In the records below, change "segmenter" to "outline tool" wherever it appears, and leave every other part of the lines as it is.

──────── RECORDS SHOWN ────────

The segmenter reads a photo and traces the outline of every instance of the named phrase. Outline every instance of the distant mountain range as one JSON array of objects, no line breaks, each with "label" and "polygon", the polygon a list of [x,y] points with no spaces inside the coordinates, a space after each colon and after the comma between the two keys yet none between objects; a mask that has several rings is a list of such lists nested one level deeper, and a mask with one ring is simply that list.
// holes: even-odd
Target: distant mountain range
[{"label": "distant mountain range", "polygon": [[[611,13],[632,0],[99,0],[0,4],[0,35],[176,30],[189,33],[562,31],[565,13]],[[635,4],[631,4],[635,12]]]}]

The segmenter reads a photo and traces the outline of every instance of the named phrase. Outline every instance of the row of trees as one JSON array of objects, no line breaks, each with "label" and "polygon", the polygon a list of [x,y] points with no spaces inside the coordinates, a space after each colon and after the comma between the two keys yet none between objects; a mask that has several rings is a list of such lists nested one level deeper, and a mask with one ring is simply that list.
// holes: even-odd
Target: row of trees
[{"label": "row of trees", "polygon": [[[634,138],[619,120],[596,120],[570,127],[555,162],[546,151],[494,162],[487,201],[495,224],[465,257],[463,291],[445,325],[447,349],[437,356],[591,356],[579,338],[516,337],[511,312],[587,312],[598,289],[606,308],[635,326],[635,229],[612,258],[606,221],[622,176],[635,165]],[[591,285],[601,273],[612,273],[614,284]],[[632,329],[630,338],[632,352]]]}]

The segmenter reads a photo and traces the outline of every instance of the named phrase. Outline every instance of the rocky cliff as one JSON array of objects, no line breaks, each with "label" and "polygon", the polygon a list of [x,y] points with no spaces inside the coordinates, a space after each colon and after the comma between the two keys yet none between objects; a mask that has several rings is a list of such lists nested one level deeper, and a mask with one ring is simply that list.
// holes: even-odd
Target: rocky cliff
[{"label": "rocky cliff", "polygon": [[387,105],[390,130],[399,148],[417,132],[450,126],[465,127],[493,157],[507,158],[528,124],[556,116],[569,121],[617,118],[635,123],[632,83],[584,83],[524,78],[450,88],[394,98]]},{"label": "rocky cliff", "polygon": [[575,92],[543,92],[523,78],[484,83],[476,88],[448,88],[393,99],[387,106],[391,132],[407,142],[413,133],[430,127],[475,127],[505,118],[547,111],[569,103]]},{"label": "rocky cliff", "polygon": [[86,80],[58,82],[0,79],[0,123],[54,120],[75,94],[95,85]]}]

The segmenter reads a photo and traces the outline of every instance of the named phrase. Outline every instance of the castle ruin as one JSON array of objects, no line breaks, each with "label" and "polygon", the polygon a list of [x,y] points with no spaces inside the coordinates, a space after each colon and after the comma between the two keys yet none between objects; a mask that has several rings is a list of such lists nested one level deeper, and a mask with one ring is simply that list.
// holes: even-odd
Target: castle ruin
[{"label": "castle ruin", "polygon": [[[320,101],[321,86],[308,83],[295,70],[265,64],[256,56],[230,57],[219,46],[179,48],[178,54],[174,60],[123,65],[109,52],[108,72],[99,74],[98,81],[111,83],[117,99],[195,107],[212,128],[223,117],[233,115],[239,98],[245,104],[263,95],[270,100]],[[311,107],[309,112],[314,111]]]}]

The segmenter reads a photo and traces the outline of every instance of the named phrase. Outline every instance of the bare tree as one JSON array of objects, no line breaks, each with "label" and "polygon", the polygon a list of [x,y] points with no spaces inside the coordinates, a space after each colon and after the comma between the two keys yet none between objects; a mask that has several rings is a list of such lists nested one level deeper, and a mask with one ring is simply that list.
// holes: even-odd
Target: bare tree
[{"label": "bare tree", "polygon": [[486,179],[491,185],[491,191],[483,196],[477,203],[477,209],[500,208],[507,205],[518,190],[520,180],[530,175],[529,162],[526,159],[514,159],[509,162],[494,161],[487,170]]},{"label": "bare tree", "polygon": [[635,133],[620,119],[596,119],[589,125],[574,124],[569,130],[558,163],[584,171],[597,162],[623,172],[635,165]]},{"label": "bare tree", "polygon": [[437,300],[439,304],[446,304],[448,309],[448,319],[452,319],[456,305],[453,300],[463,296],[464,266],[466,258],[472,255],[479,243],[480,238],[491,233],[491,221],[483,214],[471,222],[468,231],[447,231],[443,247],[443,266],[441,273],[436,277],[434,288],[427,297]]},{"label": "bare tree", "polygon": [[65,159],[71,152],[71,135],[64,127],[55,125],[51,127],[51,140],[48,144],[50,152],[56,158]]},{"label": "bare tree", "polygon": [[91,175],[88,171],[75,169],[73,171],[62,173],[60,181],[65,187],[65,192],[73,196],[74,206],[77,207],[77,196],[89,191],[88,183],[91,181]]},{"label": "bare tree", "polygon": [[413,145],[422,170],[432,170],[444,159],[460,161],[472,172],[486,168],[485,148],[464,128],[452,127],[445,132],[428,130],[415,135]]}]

────────

### THE ANSWER
The outline tool reads a photo and traces the outline of every instance of the named phrase. Outline every instance of the distant mountain range as one JSON array of objects, no line breaks, each with "label" and "polygon", the polygon a list of [x,y] points with no spaces inside the coordinates, a space after each colon and after the comma between the two keys yet none between objects; a mask that has several rings is a list of such lists nested one level deeper, and a mask with one ring is simply that list.
// holes: even-odd
Target: distant mountain range
[{"label": "distant mountain range", "polygon": [[[611,13],[632,0],[99,0],[0,4],[0,35],[176,30],[189,33],[562,31],[565,13]],[[635,4],[631,4],[635,12]]]}]

The outline tool reads a photo and traces the outline of every instance of the named phrase. Outline every instance of the row of trees as one JSON array of objects, no line breaks, each with "label" and "polygon", the polygon a list of [x,y] points with no spaces inside the coordinates, a space after each colon and after the comma between the two keys yet none between objects; a mask that has several rings is a list of such lists nested one level deeper, and a mask with one ring is simply that list.
// holes: even-odd
Target: row of trees
[{"label": "row of trees", "polygon": [[[634,138],[619,120],[596,120],[570,127],[555,162],[546,151],[494,162],[487,201],[495,224],[465,257],[463,291],[445,325],[447,349],[437,356],[591,356],[579,338],[516,337],[511,312],[587,312],[598,289],[606,308],[635,326],[635,229],[612,258],[606,221],[622,176],[635,165]],[[591,285],[601,273],[612,273],[614,284]],[[632,329],[630,338],[632,352]]]}]

The outline tool reads a photo and traces the outline of every instance of the named phrase. Outline every instance of the rocky cliff as one JSON array of objects, no line breaks, each with "label" and "polygon", the polygon a list of [x,y] points with no spaces inside the coordinates, a space after each colon and after the comma between the two keys yet none between objects; a mask that has several rings is a list of such lists nested one level deeper, and a mask with one ring is simply that list.
// holes: even-odd
Target: rocky cliff
[{"label": "rocky cliff", "polygon": [[387,105],[390,130],[399,148],[417,132],[450,126],[465,127],[493,157],[507,158],[528,124],[556,116],[569,121],[617,118],[635,123],[632,83],[584,83],[524,78],[450,88],[394,98]]},{"label": "rocky cliff", "polygon": [[575,92],[543,92],[523,78],[484,83],[476,88],[448,88],[393,99],[387,106],[391,132],[407,142],[413,133],[430,127],[475,127],[505,118],[547,111],[569,103]]},{"label": "rocky cliff", "polygon": [[86,80],[58,82],[0,79],[0,123],[54,120],[75,94],[95,85]]}]

The outline tool reads a photo and traces the outline of every instance of the named phrase. Outline every instance of the castle ruin as one JSON array of objects, no line breaks, each with "label" and "polygon", the polygon a list of [x,y] points with no spaces inside the coordinates, a space after each colon and after the comma between the two keys yet none between objects; a mask that has several rings is a list of such lists nested one level deeper, and a mask with one ring is simply that list.
// holes: even-odd
Target: castle ruin
[{"label": "castle ruin", "polygon": [[[320,101],[321,86],[308,83],[295,70],[265,64],[256,56],[230,57],[219,46],[179,48],[178,54],[174,60],[123,65],[109,52],[108,72],[99,74],[98,81],[111,83],[117,99],[195,107],[212,128],[223,117],[233,115],[239,98],[245,104],[263,95],[270,100]],[[311,107],[309,112],[314,111]]]}]

The outline tool reads a photo and traces the outline of every instance of the named phrase. Outline every instance of the bare tree as one JSON array of objects, no line breaks, each with "label" and "polygon", the polygon a list of [x,y] points with no spaces inside the coordinates, a space after each colon and after the comma between the two keys yet none between objects; a mask that has several rings is a list of such lists nested one level deeper, and a mask with one ring is simply that list.
// holes: even-odd
Target: bare tree
[{"label": "bare tree", "polygon": [[486,179],[491,185],[491,191],[483,196],[477,203],[477,209],[500,208],[507,205],[518,190],[520,180],[530,175],[529,162],[526,159],[514,159],[509,162],[494,161],[487,170]]},{"label": "bare tree", "polygon": [[635,133],[620,119],[596,119],[589,125],[574,124],[569,130],[558,163],[584,171],[597,162],[623,172],[635,165]]},{"label": "bare tree", "polygon": [[437,300],[439,304],[446,304],[448,309],[448,319],[452,319],[456,305],[453,300],[463,296],[464,266],[466,258],[472,255],[479,243],[480,238],[491,233],[491,221],[483,214],[471,222],[468,231],[447,231],[443,247],[443,266],[441,273],[436,277],[434,288],[427,297]]},{"label": "bare tree", "polygon": [[65,159],[71,152],[71,135],[64,127],[55,125],[51,127],[51,140],[48,144],[50,152],[56,158]]},{"label": "bare tree", "polygon": [[91,175],[88,171],[75,169],[73,171],[62,173],[60,181],[65,187],[65,192],[73,196],[74,206],[77,207],[77,196],[89,191],[88,183],[91,181]]},{"label": "bare tree", "polygon": [[413,145],[422,170],[432,170],[444,159],[460,161],[472,172],[486,168],[485,148],[464,128],[452,127],[445,132],[428,130],[415,135]]}]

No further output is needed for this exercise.